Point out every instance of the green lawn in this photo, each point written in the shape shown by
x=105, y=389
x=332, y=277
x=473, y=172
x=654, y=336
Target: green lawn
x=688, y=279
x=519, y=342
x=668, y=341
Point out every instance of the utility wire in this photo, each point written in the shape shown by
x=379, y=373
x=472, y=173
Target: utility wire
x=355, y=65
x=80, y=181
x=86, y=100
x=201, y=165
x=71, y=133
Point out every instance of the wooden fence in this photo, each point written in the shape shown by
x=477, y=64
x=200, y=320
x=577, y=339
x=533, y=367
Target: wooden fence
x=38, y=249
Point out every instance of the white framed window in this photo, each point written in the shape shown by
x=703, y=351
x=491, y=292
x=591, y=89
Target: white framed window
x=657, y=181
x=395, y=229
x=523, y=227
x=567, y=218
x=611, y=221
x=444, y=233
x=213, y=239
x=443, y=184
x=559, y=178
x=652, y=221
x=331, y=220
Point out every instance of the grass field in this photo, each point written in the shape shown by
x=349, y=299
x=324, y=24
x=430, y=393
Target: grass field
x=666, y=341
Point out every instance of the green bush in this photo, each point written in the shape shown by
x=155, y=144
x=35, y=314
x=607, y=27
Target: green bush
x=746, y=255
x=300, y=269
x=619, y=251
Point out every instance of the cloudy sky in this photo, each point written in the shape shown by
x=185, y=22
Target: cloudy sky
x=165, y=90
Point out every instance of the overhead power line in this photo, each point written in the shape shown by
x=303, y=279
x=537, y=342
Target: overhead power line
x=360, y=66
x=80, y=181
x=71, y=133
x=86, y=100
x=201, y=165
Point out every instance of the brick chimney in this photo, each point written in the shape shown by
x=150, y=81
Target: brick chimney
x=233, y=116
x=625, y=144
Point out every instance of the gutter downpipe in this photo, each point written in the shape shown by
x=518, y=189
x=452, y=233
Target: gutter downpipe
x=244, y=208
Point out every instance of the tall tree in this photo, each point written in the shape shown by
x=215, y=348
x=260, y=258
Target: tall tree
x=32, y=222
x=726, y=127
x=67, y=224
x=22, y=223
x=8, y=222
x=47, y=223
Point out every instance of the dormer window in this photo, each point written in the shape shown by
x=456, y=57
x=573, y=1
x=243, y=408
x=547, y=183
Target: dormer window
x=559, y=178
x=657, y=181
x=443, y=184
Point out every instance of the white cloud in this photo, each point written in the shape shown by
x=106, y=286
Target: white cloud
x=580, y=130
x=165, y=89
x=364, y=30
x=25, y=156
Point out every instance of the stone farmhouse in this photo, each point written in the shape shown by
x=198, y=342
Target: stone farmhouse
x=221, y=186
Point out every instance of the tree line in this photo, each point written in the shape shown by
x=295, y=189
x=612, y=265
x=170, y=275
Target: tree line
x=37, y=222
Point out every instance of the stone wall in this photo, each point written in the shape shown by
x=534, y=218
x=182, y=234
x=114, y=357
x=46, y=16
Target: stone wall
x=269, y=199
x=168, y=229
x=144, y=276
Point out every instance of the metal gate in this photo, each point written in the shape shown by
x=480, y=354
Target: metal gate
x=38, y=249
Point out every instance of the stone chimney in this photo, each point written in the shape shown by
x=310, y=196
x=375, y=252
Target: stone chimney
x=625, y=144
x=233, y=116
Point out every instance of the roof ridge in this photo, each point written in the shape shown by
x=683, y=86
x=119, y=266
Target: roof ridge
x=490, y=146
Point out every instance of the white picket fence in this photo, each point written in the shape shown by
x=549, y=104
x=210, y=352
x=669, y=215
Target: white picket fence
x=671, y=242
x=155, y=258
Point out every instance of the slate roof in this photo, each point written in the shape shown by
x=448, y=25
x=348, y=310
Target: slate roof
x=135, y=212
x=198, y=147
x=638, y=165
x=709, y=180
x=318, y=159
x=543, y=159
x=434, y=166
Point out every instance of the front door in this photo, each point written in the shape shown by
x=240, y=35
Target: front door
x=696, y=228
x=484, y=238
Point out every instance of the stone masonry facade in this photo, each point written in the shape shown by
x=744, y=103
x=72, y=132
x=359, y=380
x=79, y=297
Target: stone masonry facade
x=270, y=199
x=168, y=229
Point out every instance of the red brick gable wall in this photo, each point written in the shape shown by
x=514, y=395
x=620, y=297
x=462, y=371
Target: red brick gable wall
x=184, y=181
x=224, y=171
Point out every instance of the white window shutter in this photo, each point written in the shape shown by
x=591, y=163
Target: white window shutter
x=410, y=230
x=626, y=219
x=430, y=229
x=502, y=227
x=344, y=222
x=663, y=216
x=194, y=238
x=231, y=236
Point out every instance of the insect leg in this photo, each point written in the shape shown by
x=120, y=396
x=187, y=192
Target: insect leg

Do this: Arrange every line of the records above as a Markdown table with the columns Number and Entry, giving each line a running number and skipping blank lines.

Output for this exercise:
| Number | Entry |
|---|---|
| 1 | Point out every instance of the green lawn in this photo, each point written in the shape shown by |
| 2 | x=105, y=389 |
| 3 | x=332, y=277 |
| 4 | x=473, y=172 |
| 5 | x=654, y=336 |
| 6 | Target: green lawn |
| 7 | x=688, y=279 |
| 8 | x=519, y=342 |
| 9 | x=668, y=341 |
| 10 | Point out every instance of the utility wire in this photo, each point written in the shape shown by |
| 11 | x=379, y=373 |
| 12 | x=472, y=173 |
| 13 | Target: utility wire |
| 14 | x=355, y=65 |
| 15 | x=80, y=181 |
| 16 | x=86, y=100 |
| 17 | x=201, y=165 |
| 18 | x=71, y=133 |
| 19 | Point out every instance of the wooden fence in this photo, each point written in the shape shown by |
| 20 | x=477, y=64 |
| 21 | x=200, y=320 |
| 22 | x=577, y=339 |
| 23 | x=533, y=367 |
| 24 | Target: wooden fence |
| 25 | x=38, y=249 |
| 26 | Point out every instance of the white framed window in this photo, each point written in the shape shown by |
| 27 | x=703, y=351 |
| 28 | x=491, y=292 |
| 29 | x=591, y=89 |
| 30 | Target: white framed window |
| 31 | x=657, y=181 |
| 32 | x=395, y=229 |
| 33 | x=523, y=227 |
| 34 | x=567, y=218 |
| 35 | x=611, y=221 |
| 36 | x=444, y=233 |
| 37 | x=213, y=239 |
| 38 | x=443, y=184 |
| 39 | x=559, y=178 |
| 40 | x=652, y=221 |
| 41 | x=331, y=220 |
| 42 | Point out every instance of the grass field in this photo, each point written in the shape shown by |
| 43 | x=349, y=299 |
| 44 | x=324, y=24 |
| 45 | x=430, y=393 |
| 46 | Target: grass field |
| 47 | x=666, y=341 |
| 48 | Point out every instance of the green bush in this photo, each point written in the shape shown by |
| 49 | x=155, y=144 |
| 50 | x=35, y=314 |
| 51 | x=607, y=27 |
| 52 | Target: green bush |
| 53 | x=746, y=255 |
| 54 | x=300, y=269 |
| 55 | x=619, y=251 |
| 56 | Point out every instance of the cloudy sky in this photo, each point written in the shape shown by |
| 57 | x=185, y=22 |
| 58 | Target: cloudy sky |
| 59 | x=165, y=90 |
| 60 | Point out every instance of the overhead power line in this photo, each point written in the shape shown by |
| 61 | x=303, y=279 |
| 62 | x=537, y=342 |
| 63 | Target: overhead power line |
| 64 | x=360, y=66 |
| 65 | x=80, y=181 |
| 66 | x=71, y=133 |
| 67 | x=86, y=100 |
| 68 | x=201, y=165 |
| 69 | Point out every instance of the brick chimney in this photo, each point written in the shape shown by |
| 70 | x=150, y=81 |
| 71 | Target: brick chimney |
| 72 | x=233, y=116 |
| 73 | x=625, y=144 |
| 74 | Point out every instance of the gutter downpipe in this photo, each point written in the shape shown by |
| 75 | x=518, y=189 |
| 76 | x=452, y=233 |
| 77 | Target: gutter downpipe |
| 78 | x=244, y=208 |
| 79 | Point out every instance of the tall tree in this photo, each point written in the shape shown by |
| 80 | x=215, y=348 |
| 81 | x=260, y=258 |
| 82 | Target: tall tree |
| 83 | x=32, y=222 |
| 84 | x=726, y=127 |
| 85 | x=67, y=224 |
| 86 | x=22, y=223 |
| 87 | x=8, y=222 |
| 88 | x=47, y=223 |
| 89 | Point out every instance of the dormer window in this photo, each point written in the shape shown by |
| 90 | x=456, y=57 |
| 91 | x=573, y=1 |
| 92 | x=243, y=408 |
| 93 | x=547, y=183 |
| 94 | Target: dormer window |
| 95 | x=559, y=178 |
| 96 | x=657, y=181 |
| 97 | x=443, y=184 |
| 98 | Point out every instance of the white cloud in this photo, each point written in the shape shown by |
| 99 | x=106, y=286 |
| 100 | Target: white cloud |
| 101 | x=580, y=130 |
| 102 | x=165, y=89 |
| 103 | x=364, y=30 |
| 104 | x=25, y=156 |
| 105 | Point out every instance of the stone farmhouse in this photo, each point written in the shape shown by |
| 106 | x=198, y=342 |
| 107 | Target: stone farmhouse |
| 108 | x=221, y=186 |
| 109 | Point out every instance of the tree line in this photo, each point written in the shape shown by |
| 110 | x=295, y=189 |
| 111 | x=612, y=265 |
| 112 | x=170, y=275 |
| 113 | Target: tree line |
| 114 | x=37, y=222 |
| 115 | Point out every instance of the stone wall in this photo, each point written in the shape shown by |
| 116 | x=534, y=218 |
| 117 | x=182, y=234 |
| 118 | x=114, y=357 |
| 119 | x=46, y=16 |
| 120 | Target: stone wall |
| 121 | x=269, y=199 |
| 122 | x=168, y=229 |
| 123 | x=144, y=276 |
| 124 | Point out every instance of the metal gate in this photo, each point written in the shape shown by |
| 125 | x=480, y=354 |
| 126 | Target: metal gate |
| 127 | x=38, y=249 |
| 128 | Point out every instance of the stone chimney in this photo, each point written in the shape shown by |
| 129 | x=310, y=196 |
| 130 | x=375, y=252 |
| 131 | Target: stone chimney |
| 132 | x=625, y=144 |
| 133 | x=233, y=116 |
| 134 | Point out every instance of the roof ridge in this photo, each point written in the shape shown by |
| 135 | x=683, y=86 |
| 136 | x=119, y=266 |
| 137 | Target: roof ridge |
| 138 | x=490, y=146 |
| 139 | Point out every instance of the white picket fence in this photo, each point written in the shape shown by |
| 140 | x=549, y=104 |
| 141 | x=210, y=352 |
| 142 | x=669, y=215 |
| 143 | Target: white picket fence |
| 144 | x=671, y=242 |
| 145 | x=155, y=258 |
| 146 | Point out every instance of the slate roof in this photo, each point written in the shape shown by |
| 147 | x=448, y=25 |
| 148 | x=348, y=310 |
| 149 | Target: slate roof |
| 150 | x=135, y=212 |
| 151 | x=198, y=147 |
| 152 | x=638, y=165 |
| 153 | x=709, y=180 |
| 154 | x=318, y=159 |
| 155 | x=543, y=159 |
| 156 | x=434, y=166 |
| 157 | Point out every instance of the front door in this photo, each point written in the shape shown by |
| 158 | x=240, y=35 |
| 159 | Target: front door |
| 160 | x=696, y=228 |
| 161 | x=484, y=238 |
| 162 | Point out every instance of the stone masonry facade in this photo, each point written in the shape shown by |
| 163 | x=744, y=103 |
| 164 | x=72, y=132 |
| 165 | x=359, y=380 |
| 166 | x=79, y=297 |
| 167 | Target: stone masonry facade |
| 168 | x=270, y=199 |
| 169 | x=168, y=229 |
| 170 | Point out every instance of the red brick gable wall in this photo, each point written in the shape shown by |
| 171 | x=514, y=395 |
| 172 | x=620, y=297 |
| 173 | x=462, y=371 |
| 174 | Target: red brick gable wall |
| 175 | x=184, y=181 |
| 176 | x=224, y=171 |
| 177 | Point out every instance of the white window shutter in this photo, each point written in the shape shown by |
| 178 | x=591, y=163 |
| 179 | Target: white window shutter |
| 180 | x=410, y=230 |
| 181 | x=626, y=219 |
| 182 | x=430, y=229 |
| 183 | x=502, y=227 |
| 184 | x=344, y=222 |
| 185 | x=663, y=216 |
| 186 | x=194, y=238 |
| 187 | x=231, y=236 |
| 188 | Point out every instance of the insect leg in this photo, each point written in the shape shown by |
| 189 | x=120, y=396 |
| 190 | x=187, y=192 |
| 191 | Target: insect leg |